=== Excerpts from a pointing dataset ===
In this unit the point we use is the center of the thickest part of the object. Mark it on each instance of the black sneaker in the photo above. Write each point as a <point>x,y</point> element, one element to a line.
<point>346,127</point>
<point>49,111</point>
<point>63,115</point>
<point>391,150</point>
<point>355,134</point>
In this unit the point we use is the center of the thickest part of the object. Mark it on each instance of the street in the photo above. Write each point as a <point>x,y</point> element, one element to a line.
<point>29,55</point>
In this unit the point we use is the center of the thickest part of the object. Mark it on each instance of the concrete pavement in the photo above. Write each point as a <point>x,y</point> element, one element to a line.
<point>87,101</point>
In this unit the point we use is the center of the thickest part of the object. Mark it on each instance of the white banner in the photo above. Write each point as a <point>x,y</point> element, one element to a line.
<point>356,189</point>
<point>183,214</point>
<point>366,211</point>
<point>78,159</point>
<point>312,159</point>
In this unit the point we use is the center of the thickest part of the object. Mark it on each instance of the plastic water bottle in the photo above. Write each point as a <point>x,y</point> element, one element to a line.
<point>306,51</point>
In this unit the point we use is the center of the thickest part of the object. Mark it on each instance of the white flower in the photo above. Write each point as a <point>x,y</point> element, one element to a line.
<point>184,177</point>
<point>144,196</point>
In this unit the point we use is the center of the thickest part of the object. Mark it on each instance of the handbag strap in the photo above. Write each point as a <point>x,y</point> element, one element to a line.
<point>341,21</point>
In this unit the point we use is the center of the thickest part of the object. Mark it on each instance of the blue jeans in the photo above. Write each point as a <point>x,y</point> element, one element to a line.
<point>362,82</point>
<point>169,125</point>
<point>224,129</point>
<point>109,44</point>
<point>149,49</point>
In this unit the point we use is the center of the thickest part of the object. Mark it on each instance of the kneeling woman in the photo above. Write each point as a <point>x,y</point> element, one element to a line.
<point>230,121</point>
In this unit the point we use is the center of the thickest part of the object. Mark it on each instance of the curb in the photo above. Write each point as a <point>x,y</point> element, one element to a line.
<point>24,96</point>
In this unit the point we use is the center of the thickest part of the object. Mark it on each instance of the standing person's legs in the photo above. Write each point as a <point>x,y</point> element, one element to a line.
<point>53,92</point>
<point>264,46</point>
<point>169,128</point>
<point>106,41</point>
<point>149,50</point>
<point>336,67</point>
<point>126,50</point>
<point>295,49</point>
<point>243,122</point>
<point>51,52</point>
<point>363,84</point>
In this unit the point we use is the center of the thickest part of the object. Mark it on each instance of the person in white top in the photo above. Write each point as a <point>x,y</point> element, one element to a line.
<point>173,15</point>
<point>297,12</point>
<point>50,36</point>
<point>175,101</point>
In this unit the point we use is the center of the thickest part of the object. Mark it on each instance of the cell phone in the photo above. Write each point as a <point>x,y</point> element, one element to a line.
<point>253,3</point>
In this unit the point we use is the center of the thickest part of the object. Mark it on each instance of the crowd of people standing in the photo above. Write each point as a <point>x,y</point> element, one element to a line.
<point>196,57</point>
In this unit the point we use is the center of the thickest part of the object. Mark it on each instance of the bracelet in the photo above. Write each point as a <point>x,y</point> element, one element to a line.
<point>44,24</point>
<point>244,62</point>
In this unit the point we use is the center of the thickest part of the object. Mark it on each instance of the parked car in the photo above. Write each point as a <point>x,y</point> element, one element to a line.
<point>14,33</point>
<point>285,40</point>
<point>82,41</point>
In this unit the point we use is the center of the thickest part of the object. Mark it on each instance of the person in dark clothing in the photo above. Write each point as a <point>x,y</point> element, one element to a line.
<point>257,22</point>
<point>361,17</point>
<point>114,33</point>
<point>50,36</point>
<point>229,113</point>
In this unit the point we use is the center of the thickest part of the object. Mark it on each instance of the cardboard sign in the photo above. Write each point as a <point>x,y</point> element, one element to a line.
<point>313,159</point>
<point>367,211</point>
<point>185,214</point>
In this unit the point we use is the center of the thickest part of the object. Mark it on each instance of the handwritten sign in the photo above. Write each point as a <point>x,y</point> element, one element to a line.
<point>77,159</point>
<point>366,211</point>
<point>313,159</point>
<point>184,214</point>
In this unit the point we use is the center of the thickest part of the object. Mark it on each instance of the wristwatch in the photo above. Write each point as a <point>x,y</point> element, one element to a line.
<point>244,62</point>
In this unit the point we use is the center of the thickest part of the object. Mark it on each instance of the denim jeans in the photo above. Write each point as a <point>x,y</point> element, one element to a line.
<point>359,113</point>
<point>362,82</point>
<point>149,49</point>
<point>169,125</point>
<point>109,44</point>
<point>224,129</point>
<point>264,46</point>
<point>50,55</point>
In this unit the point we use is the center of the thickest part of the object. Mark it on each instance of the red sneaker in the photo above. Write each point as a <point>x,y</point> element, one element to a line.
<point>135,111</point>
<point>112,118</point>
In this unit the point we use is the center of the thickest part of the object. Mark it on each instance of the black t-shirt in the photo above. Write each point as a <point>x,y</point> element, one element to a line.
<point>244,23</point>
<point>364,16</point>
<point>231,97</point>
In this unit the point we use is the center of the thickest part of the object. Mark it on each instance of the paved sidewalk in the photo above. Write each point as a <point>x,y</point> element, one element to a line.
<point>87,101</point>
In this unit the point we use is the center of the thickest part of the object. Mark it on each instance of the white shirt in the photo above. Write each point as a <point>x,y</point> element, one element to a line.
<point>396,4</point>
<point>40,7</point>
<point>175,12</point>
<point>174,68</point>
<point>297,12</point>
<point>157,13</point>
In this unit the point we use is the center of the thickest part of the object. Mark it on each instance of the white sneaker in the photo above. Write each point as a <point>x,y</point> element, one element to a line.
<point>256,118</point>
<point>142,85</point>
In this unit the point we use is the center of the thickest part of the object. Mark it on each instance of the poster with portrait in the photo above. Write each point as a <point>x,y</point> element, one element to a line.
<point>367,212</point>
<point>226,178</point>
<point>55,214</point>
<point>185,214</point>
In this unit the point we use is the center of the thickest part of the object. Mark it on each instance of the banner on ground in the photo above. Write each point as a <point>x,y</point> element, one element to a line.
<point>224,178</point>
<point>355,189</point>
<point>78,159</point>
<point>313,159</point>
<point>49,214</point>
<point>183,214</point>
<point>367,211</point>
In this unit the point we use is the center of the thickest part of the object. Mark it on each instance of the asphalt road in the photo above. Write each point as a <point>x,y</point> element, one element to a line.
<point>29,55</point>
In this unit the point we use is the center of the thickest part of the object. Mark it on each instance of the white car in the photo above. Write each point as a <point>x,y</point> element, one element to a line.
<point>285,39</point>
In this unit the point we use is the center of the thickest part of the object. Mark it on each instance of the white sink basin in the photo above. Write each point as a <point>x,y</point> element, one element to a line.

=== What this task involves ===
Could you convert all the lines above into a numbered list, leaving out any blank lines?

=== Expected answer ===
1. In this unit the point we use is the center of the thickest part of the object. Mark it on each instance of the black sneaker in the photo above. Write each point as a <point>x,y</point> element, one element to a line.
2. <point>346,127</point>
3. <point>49,111</point>
4. <point>63,115</point>
5. <point>391,150</point>
6. <point>355,134</point>
7. In this unit the point we use is the center of the thickest part of the object. Mark it on each instance of the street in the photo above. Write each point as a <point>x,y</point> element, one element to a line.
8. <point>29,55</point>
9. In this unit the point we use is the center of the thickest part of the object. Mark it on each instance of the concrete pavement in the photo above. Write each point as a <point>x,y</point> element, one element to a line.
10. <point>87,101</point>
11. In this unit the point we use is the center of the thickest part of the object. Mark it on each instance of the white banner in the photo above. Write each point as a <point>x,y</point> element, one element to a line.
12. <point>356,189</point>
13. <point>183,214</point>
14. <point>366,211</point>
15. <point>78,159</point>
16. <point>312,159</point>
17. In this unit the point we use is the center of the thickest part of the object. Mark it on each instance of the plastic water bottle in the photo above. Write each point as a <point>x,y</point> element, one element to a line.
18. <point>306,51</point>
19. In this unit the point we use is the center of the thickest part of the object. Mark it on each instance of the white flower in the photo above. Write each point as a <point>x,y</point> element, one element to a line.
20. <point>184,177</point>
21. <point>144,196</point>
22. In this unit the point we use is the center of the thickest part of the object. Mark it on each instance of the handbag strap in the photo above. Write each point as a <point>x,y</point> element, one element to a line.
23. <point>341,21</point>
24. In this unit the point we use is the center of the thickest part of the object. Mark it on each instance of the blue jeans in the photo above. Write each point as a <point>x,y</point> element, one element to a line.
25. <point>362,82</point>
26. <point>169,125</point>
27. <point>224,129</point>
28. <point>109,44</point>
29. <point>149,49</point>
30. In this unit the point we use is the center of the thickest part of the object. Mark it on each instance of the kneeling woman in the photo above. Write each point as a <point>x,y</point> element, one element to a line.
31. <point>230,121</point>
32. In this unit the point we use is the center of the thickest part of the object. Mark it on each instance of the curb in the photo above. Write each point as a <point>x,y</point> element, one element to a line.
33. <point>24,96</point>
34. In this unit the point we use is the center of the thickest part of the object. Mark it on each instance of the standing person's legs in the photo above. Write each point as a <point>x,y</point> element, one element to a line.
35. <point>53,92</point>
36. <point>264,46</point>
37. <point>169,128</point>
38. <point>106,41</point>
39. <point>149,50</point>
40. <point>336,67</point>
41. <point>126,50</point>
42. <point>295,49</point>
43. <point>243,122</point>
44. <point>51,52</point>
45. <point>363,84</point>
46. In this unit the point we use is the center of the thickest part of the object. Mark it on each instance of the person in white top in the photo above. Write each point as a <point>x,y</point> element, one element to a line.
47. <point>173,15</point>
48. <point>297,12</point>
49. <point>50,36</point>
50. <point>175,101</point>
51. In this unit the point we use is the center of the thickest part of the object. Mark it on each instance of the cell phone in the photo above. Write each point as a <point>x,y</point> element, one element to a line.
52. <point>253,3</point>
53. In this unit the point we use is the center of the thickest part of the object. Mark it on each instance of the crowd of people standing in the photo above. Write each point as a <point>x,y</point> element, one element to a line.
54. <point>196,57</point>
55. In this unit the point we use is the center of the thickest part of the object. Mark it on each instance of the bracelet in the photo above. Write each point as a <point>x,y</point> element, one element to a line.
56. <point>44,24</point>
57. <point>244,62</point>
58. In this unit the point we use is the center of the thickest part of the object. Mark it on each instance of the parked car in the photo above. Write each point as a <point>x,y</point> element, one element to a line.
59. <point>14,33</point>
60. <point>285,40</point>
61. <point>82,41</point>
62. In this unit the point we use is the center of the thickest part of the object. Mark it on each instance of the person in dark clothing in the photo above. Write each point as a <point>x,y</point> element, one element to a line.
63. <point>257,22</point>
64. <point>361,17</point>
65. <point>114,33</point>
66. <point>50,36</point>
67. <point>229,113</point>
68. In this unit the point we use is the center of the thickest part of the object. Mark it on each instance of the cardboard sign in the photo above. Write each point as a <point>x,y</point> element, one element to a line.
69. <point>313,159</point>
70. <point>367,211</point>
71. <point>185,214</point>
72. In this unit the point we use is the center of the thickest part of the object. Mark it on each instance of the handwritten sign in the photo above. Write each point as a <point>x,y</point> element, one element to a line.
73. <point>77,159</point>
74. <point>366,211</point>
75. <point>313,159</point>
76. <point>184,214</point>
77. In this unit the point we use is the center of the thickest part of the object. Mark it on each instance of the wristwatch in the photo above. Write each point as a <point>x,y</point> element, one element to a line.
78. <point>244,62</point>
79. In this unit the point we use is the center of the thickest part of the object. Mark it on each instance of the denim jeans in the photo above. Write each point as a <point>x,y</point> element, one element to a line.
80. <point>359,113</point>
81. <point>362,82</point>
82. <point>149,49</point>
83. <point>169,125</point>
84. <point>109,44</point>
85. <point>224,129</point>
86. <point>264,46</point>
87. <point>50,55</point>
88. In this unit the point we use is the center of the thickest part of the object. Mark it on each instance of the red sneaker in the photo above. Write each point as a <point>x,y</point> element, one element to a line.
89. <point>135,111</point>
90. <point>112,118</point>
91. In this unit the point we use is the center of the thickest part of the object. Mark it on each instance of the black t-shirt in the photo above. Write each point as a <point>x,y</point> element, one element to a line.
92. <point>244,23</point>
93. <point>364,16</point>
94. <point>231,97</point>
95. In this unit the point we use is the center of the thickest part of the object. Mark it on each instance of the paved sidewalk in the photo above. Write each point as a <point>x,y</point> element, one element to a line.
96. <point>87,101</point>
97. In this unit the point we use is the center of the thickest part of the object. Mark it on each instance of the white shirt in the photo above. Write each point as a <point>x,y</point> element, one element to a line.
98. <point>396,4</point>
99. <point>40,7</point>
100. <point>175,12</point>
101. <point>174,68</point>
102. <point>297,12</point>
103. <point>157,13</point>
104. In this unit the point we use is the center of the thickest part of the object. Mark it on each instance of the white sneaker in the photo above. Write each point as a <point>x,y</point> element, one element to a line.
105. <point>256,118</point>
106. <point>142,85</point>
107. In this unit the point we use is the center of the thickest part of the object. Mark it on each instance of the poster with portrait in the photo above. Write each point as a <point>x,y</point> element, one element to a line.
108. <point>367,212</point>
109. <point>226,178</point>
110. <point>55,214</point>
111. <point>185,214</point>
112. In this unit the point we use is the center of the thickest part of the object. Mark it on each instance of the banner on ground in the photo above. Write each point as a <point>x,y</point> element, one element to a line.
113. <point>224,178</point>
114. <point>355,189</point>
115. <point>78,159</point>
116. <point>313,159</point>
117. <point>49,214</point>
118. <point>183,214</point>
119. <point>367,211</point>
120. In this unit the point we use is the center of the thickest part of the object. Mark it on each instance of the asphalt road in the photo above. Write each point as a <point>x,y</point> element, one element to a line.
121. <point>29,55</point>
122. In this unit the point we use is the center of the thickest part of the object. Mark it on each instance of the white car in the photo above. Write each point as a <point>x,y</point> element, one element to a line.
123. <point>285,39</point>
124. In this unit the point we use is the center of the thickest part of the object. Mark it on each instance of the white sink basin in the photo above. Write each point as a <point>x,y</point> element, one element to a line.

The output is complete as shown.